■ **AIM OF THE EXERCISE**: Please rescale the items from the first line through the line that contains "(130, 164), (142, 175)", including both ends. Give every line again, requests included, with each box corner coordinate in the answers multiplied by 2.05 and rounded to the nearest whole number, halves rounded up.

═════ DATA ENTRIES ═════

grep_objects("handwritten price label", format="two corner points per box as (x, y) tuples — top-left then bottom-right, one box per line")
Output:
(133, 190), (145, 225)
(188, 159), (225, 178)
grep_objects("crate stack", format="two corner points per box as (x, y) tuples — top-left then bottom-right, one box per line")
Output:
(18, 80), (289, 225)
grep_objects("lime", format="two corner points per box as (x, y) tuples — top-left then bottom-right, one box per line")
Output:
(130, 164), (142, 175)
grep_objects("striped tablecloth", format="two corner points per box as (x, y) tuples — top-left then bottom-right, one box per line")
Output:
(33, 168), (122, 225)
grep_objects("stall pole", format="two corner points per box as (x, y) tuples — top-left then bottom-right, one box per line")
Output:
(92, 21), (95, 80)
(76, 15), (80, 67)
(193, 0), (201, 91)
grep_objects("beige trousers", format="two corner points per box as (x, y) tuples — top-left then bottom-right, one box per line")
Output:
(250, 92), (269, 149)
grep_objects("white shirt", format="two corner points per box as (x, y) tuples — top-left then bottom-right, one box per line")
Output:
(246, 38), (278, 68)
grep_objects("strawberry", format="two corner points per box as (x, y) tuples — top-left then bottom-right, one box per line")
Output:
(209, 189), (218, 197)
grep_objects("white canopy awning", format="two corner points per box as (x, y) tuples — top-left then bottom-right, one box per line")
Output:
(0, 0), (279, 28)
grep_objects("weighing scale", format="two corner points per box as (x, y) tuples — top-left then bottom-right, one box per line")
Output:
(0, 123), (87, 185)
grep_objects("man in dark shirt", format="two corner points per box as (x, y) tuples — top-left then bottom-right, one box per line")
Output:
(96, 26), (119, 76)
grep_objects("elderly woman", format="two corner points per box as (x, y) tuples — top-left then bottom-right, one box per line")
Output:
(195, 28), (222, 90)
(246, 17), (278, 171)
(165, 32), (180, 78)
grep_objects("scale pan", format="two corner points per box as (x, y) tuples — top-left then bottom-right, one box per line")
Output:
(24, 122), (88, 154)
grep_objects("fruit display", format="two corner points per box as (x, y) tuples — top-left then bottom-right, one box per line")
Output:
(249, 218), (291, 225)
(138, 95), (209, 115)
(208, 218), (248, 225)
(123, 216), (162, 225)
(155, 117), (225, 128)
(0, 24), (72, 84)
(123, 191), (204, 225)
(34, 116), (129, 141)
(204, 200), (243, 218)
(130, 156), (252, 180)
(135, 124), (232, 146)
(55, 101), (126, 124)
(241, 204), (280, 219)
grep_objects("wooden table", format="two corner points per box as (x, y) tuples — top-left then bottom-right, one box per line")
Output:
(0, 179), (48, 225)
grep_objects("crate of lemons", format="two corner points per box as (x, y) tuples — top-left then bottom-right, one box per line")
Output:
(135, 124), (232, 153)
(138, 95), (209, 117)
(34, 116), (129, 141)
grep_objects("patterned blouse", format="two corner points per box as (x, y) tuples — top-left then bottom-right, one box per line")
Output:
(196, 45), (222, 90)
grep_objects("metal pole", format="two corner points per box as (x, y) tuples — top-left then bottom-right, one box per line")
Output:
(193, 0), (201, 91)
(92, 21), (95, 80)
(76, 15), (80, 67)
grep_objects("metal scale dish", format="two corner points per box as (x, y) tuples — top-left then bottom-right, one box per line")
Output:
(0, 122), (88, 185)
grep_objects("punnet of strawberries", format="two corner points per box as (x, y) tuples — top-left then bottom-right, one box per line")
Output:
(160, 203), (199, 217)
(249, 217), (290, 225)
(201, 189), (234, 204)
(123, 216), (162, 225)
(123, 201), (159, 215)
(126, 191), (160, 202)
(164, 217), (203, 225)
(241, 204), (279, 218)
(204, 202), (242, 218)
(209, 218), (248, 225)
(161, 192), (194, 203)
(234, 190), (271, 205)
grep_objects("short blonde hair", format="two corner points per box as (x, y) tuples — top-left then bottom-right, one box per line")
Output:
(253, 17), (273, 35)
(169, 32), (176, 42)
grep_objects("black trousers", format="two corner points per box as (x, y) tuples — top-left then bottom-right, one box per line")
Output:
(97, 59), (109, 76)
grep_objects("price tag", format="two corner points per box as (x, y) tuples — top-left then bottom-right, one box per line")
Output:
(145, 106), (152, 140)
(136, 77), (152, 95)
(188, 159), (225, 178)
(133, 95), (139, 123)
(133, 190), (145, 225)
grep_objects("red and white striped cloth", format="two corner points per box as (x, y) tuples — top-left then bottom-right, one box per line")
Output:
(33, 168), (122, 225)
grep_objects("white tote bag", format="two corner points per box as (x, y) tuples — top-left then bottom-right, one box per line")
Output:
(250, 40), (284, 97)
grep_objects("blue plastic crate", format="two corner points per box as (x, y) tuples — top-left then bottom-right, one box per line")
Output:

═════

■ **CORRECT RESULT**:
grep_objects("handwritten price label", format="two corner points per box as (x, y) tuples — top-left then bottom-right, one box per line")
Output:
(273, 390), (297, 461)
(385, 326), (461, 365)
grep_objects("crate stack", format="two corner points per box as (x, y) tuples — top-left then bottom-right, one box per line")
Output:
(37, 164), (592, 461)
grep_objects("lime", format="two corner points per box as (x, y) tuples — top-left then bottom-right, one box per line")
Output:
(267, 336), (291, 359)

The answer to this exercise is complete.